▶ STATED EXERCISE:
State how many of the lines below contain the string "POLYGON", treating uppercase and lowercase as different. Reply with the number alone.

▶ RECORDS FOR THE EXERCISE:
═══

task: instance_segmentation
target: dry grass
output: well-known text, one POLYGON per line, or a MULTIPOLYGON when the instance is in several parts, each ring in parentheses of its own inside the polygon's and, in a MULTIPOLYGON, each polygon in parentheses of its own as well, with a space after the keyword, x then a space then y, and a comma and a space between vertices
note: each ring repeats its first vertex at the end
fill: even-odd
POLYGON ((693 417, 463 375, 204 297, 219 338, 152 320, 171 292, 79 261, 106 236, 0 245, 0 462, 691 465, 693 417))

═══

▶ OUTPUT BELOW:
2